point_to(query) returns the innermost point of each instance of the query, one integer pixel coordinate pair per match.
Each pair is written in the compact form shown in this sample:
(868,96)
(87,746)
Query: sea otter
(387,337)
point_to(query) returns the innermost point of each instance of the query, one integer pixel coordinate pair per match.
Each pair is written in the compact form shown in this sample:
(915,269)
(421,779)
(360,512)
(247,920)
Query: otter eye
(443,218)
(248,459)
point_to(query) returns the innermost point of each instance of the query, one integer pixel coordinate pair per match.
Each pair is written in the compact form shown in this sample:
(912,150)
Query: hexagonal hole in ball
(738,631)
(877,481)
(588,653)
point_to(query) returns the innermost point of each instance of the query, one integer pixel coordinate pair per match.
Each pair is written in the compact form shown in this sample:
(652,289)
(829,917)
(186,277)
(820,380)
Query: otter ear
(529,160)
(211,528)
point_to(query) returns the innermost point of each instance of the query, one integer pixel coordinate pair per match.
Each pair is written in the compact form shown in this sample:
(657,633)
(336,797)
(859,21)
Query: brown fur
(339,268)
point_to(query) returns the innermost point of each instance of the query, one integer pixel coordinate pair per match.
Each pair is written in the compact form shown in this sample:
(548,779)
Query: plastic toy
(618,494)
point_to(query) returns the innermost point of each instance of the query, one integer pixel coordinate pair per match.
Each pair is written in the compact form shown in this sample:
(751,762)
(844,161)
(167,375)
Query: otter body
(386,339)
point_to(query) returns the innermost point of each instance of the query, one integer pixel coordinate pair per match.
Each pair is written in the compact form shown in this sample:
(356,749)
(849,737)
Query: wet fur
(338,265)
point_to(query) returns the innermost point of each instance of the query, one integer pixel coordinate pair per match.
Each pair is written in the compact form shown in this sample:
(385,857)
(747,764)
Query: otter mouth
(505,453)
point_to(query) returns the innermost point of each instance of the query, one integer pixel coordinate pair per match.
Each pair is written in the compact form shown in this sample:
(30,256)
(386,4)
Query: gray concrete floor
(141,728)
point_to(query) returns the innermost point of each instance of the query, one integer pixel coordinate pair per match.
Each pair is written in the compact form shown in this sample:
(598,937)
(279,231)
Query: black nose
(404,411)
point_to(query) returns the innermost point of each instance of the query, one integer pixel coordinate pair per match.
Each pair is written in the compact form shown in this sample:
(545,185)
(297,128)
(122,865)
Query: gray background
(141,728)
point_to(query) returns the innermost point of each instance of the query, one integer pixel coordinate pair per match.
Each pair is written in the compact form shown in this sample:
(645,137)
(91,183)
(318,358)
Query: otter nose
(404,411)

=======

◆ **PROBLEM**: Extract each line of the material above that contains the string "gray", matching uppercase and lowercase letters exactly.

◆ **RESULT FOR THIS EXERCISE**:
Query: gray concrete floor
Query: gray background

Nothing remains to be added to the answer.